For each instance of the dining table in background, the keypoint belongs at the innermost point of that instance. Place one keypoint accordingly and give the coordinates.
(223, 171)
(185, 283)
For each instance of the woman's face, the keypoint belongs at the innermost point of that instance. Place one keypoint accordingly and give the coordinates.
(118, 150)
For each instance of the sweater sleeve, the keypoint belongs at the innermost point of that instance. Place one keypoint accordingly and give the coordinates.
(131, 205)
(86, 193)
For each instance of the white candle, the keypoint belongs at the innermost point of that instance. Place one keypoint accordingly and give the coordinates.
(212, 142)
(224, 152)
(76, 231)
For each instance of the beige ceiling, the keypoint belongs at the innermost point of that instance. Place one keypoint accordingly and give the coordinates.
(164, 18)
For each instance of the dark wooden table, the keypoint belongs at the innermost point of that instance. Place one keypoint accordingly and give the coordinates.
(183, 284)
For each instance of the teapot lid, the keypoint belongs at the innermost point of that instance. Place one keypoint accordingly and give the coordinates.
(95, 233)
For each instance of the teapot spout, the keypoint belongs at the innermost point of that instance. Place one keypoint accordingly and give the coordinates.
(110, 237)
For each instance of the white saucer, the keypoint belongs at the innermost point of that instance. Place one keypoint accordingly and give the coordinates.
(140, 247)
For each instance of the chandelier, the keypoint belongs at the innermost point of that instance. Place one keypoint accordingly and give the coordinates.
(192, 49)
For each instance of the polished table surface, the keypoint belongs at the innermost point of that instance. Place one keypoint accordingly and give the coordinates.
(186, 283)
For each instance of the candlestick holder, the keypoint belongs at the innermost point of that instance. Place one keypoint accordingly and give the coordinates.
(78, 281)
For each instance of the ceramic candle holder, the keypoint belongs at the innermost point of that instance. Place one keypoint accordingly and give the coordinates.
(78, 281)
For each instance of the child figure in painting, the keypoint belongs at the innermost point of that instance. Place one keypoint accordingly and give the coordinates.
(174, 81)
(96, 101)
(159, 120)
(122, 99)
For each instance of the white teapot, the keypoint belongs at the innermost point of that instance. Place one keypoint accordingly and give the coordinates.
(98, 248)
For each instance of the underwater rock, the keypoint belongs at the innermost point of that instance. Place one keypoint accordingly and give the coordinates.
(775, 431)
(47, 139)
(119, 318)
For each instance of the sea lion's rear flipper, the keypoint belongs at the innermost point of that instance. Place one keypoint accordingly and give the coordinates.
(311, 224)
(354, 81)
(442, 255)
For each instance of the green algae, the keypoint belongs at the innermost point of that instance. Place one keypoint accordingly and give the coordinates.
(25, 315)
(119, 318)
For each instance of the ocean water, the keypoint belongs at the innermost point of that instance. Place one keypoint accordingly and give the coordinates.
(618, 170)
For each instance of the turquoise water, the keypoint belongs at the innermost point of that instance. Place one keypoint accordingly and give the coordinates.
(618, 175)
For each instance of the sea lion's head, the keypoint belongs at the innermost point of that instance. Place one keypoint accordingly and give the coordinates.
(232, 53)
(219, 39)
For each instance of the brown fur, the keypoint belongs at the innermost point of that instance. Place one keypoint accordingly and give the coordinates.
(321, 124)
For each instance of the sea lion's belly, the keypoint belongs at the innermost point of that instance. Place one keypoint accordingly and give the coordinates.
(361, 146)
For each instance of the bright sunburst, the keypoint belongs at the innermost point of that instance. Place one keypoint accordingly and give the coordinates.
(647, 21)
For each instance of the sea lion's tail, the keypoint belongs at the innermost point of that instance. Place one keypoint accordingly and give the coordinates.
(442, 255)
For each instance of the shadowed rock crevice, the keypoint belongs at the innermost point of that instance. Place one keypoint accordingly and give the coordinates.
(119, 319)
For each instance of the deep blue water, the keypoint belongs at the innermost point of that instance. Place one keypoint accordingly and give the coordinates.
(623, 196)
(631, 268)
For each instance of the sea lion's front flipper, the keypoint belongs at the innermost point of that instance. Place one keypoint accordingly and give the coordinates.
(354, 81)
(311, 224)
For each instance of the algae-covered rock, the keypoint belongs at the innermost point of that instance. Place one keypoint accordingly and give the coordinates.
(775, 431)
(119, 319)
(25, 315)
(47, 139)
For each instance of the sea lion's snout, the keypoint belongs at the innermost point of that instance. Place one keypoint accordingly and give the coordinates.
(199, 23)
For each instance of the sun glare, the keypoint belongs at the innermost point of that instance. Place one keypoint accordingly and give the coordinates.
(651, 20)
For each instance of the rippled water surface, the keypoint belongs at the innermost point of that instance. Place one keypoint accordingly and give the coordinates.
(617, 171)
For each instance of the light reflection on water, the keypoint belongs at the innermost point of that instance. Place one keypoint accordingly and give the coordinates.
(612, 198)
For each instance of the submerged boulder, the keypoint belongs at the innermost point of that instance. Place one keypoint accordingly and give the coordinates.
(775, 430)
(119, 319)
^^^^^^^^
* _WORK REQUEST_
Reproduce the material exactly, and keep every line as it is.

* _OUTPUT OF THE EXERCISE_
For each instance of the dining table in background, the keypoint belongs at the innermost point of that instance. Place one keypoint accordingly and give the coordinates.
(223, 171)
(185, 283)
For each instance of the woman's face, the keypoint belongs at the innermost point of that instance. Place one keypoint accordingly and give the coordinates.
(118, 150)
For each instance of the sweater sleeve, the keypoint belongs at the innermost point of that instance. Place one keypoint accordingly and give the coordinates.
(131, 205)
(86, 193)
For each instance of the white candle, the keypoint belongs at the innermost point of that instance. Place one keypoint accordingly and give the coordinates.
(212, 142)
(224, 152)
(76, 231)
For each instance of the beige ceiling, the keypoint belongs at the innermost point of that instance. Place one keypoint accordingly and give the coordinates.
(164, 18)
For each instance of the dark wooden table, the keypoint belongs at the innermost point of that instance. Place one keypoint accordingly and give the coordinates.
(183, 284)
For each instance of the teapot lid, the keypoint belongs at the innermost point of that instance. Place one keypoint accordingly and give the coordinates.
(95, 233)
For each instance of the teapot spout, the keypoint belongs at the innermost point of that instance. Place one keypoint accordingly and give the coordinates.
(110, 237)
For each instance of the white saucer, the keypoint belongs at the innermost point of that instance. Place one keypoint accordingly and give the coordinates.
(140, 247)
For each instance of the chandelier, the keypoint belongs at the innermost point of that instance. Place one keypoint accordingly and give the coordinates.
(192, 49)
For each instance of the polished table surface, the keypoint belongs at the innermost point of that instance. Place one keypoint accordingly and give the coordinates.
(186, 283)
For each instance of the candlestick holder, the keypoint belongs at the innermost point of that instance. Place one keypoint accordingly and give the coordinates.
(78, 281)
For each instance of the ceramic candle holder, the keypoint belongs at the innermost point of that instance. Place one keypoint accordingly and give the coordinates.
(78, 281)
For each instance of the child figure in painting, the keypoint belongs at the innermost point of that instance. Place one keypoint accordingly and give the coordinates.
(174, 81)
(96, 101)
(159, 120)
(122, 99)
For each instance of the white teapot, the keypoint belongs at the innermost point of that instance. Place one keypoint accordingly and give the coordinates.
(98, 248)
For each instance of the underwater rock, the keypoint belongs at the innermost point of that instance. Place one keypoint accordingly and give the coordinates.
(775, 431)
(47, 139)
(119, 318)
For each instance of the sea lion's rear flipper, the keypoint belongs at the innermost point of that instance. Place one keypoint accordingly and give the coordinates.
(311, 224)
(354, 81)
(442, 255)
For each instance of the green algae, the keypoint belongs at the innermost point of that instance. Place one keypoint accordingly and give the coordinates.
(25, 315)
(119, 318)
For each instance of the ocean water, the keypoint belongs at the innermost point of that instance. Place one keypoint accordingly and give the coordinates.
(618, 170)
For each instance of the turquoise water, the keypoint belongs at the innermost point of that instance. Place one keypoint accordingly and give the coordinates.
(618, 175)
For each instance of the sea lion's head, the keypoint belongs at the innermost point of that instance. Place one keypoint accordingly and give the coordinates.
(232, 53)
(219, 39)
For each instance of the brown fur, the keypoint belongs at the innermost point of that instance. Place one keypoint accordingly and give the coordinates.
(321, 124)
For each instance of the sea lion's belly, the keypoint belongs at the innermost point of that instance. Place one keypoint accordingly and give the coordinates.
(361, 146)
For each instance of the bright sunburst, the keypoint belongs at the innermost point of that instance. Place one keypoint accordingly and give the coordinates.
(647, 21)
For each instance of the sea lion's tail, the keypoint belongs at the innermost point of that instance. Place one keypoint accordingly and give the coordinates.
(442, 255)
For each instance of the shadowed rock crevice, the keypoint belongs at the innermost point of that instance. Place one keypoint accordingly and give the coordinates.
(119, 319)
For each instance of the deep blue water, the keypoint belongs at the innermost point of that instance. Place one keypoint accordingly and give the coordinates.
(623, 196)
(631, 268)
For each instance of the sea lion's front flipper, the keypoint belongs at the innermost point of that instance. Place one keypoint accordingly and give the coordinates.
(354, 81)
(311, 224)
For each instance of the algae-covered rock, the keypoint belongs at the innermost point of that instance. Place one keypoint accordingly and give the coordinates.
(775, 431)
(119, 319)
(25, 315)
(47, 139)
For each instance of the sea lion's snout, the keypoint belongs at the innermost point of that instance. Place one keypoint accordingly and give the coordinates.
(199, 23)
For each instance of the sun glare, the keypoint belongs at the innermost point of that instance. Place one keypoint accordingly and give the coordinates.
(651, 20)
For each instance of the rippled water surface, the keypoint belongs at the innermost point of that instance. Place one keypoint accordingly and give the coordinates.
(617, 171)
For each instance of the light reflection on water, the keypoint belongs at the innermost point of that instance. Place one keypoint accordingly and give the coordinates.
(612, 198)
For each instance of the submerged boulder, the keypoint belongs at the innermost point of that instance. Place one keypoint accordingly and give the coordinates.
(775, 430)
(119, 319)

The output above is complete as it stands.